Exercise –
Go through the data below. List every line that holds the word "brick".

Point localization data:

►

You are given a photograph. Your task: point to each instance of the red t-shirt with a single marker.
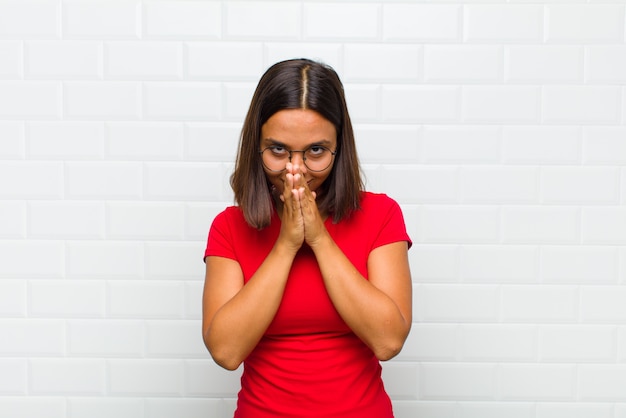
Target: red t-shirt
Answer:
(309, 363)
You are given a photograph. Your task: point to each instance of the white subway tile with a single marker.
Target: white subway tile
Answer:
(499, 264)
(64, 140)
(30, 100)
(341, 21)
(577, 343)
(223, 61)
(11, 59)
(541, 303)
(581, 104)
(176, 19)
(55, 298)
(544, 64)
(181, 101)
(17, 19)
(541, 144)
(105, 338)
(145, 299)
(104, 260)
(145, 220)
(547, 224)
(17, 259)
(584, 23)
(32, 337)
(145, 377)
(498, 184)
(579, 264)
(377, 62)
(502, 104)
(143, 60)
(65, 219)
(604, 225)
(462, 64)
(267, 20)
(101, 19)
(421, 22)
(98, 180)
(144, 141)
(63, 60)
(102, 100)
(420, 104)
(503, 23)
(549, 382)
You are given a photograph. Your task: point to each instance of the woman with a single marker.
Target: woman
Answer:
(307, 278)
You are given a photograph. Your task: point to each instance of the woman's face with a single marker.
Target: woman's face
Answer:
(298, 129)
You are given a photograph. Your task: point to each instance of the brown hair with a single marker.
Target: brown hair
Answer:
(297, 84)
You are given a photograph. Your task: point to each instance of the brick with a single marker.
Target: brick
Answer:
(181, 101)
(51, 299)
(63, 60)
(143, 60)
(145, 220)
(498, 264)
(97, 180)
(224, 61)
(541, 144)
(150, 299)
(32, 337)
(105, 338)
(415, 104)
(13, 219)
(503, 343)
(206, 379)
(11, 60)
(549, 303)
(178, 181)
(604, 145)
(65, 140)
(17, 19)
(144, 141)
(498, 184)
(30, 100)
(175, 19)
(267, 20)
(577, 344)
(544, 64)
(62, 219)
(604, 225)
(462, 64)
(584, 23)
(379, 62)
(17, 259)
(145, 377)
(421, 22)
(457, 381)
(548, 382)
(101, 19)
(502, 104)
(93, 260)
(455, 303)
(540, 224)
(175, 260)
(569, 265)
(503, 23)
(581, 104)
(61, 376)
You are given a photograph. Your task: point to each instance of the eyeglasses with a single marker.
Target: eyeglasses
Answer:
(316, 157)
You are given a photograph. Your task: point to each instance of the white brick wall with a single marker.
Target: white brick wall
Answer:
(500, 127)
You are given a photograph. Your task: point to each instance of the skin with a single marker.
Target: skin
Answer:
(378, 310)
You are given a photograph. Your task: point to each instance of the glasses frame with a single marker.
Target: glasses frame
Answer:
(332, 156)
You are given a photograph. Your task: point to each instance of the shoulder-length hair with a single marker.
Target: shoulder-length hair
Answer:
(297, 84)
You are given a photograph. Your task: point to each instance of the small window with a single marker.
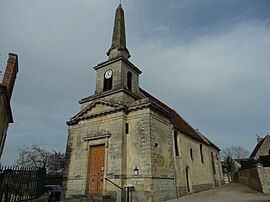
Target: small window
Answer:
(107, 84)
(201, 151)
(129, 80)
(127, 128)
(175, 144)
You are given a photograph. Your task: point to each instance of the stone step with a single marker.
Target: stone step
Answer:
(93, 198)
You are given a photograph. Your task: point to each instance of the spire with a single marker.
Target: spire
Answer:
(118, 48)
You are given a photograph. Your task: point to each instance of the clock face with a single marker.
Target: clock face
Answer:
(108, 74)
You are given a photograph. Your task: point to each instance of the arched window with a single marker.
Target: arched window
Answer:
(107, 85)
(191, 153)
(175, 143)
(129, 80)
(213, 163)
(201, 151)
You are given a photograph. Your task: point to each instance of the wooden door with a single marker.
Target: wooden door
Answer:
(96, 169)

◄

Answer section –
You are given a photograph. Your task: point to each instance of the brick with a single marker.
Target: brick
You are given a photograph. Your task: point to each instance of the white brick wall with a single marker.
Target: white brick wall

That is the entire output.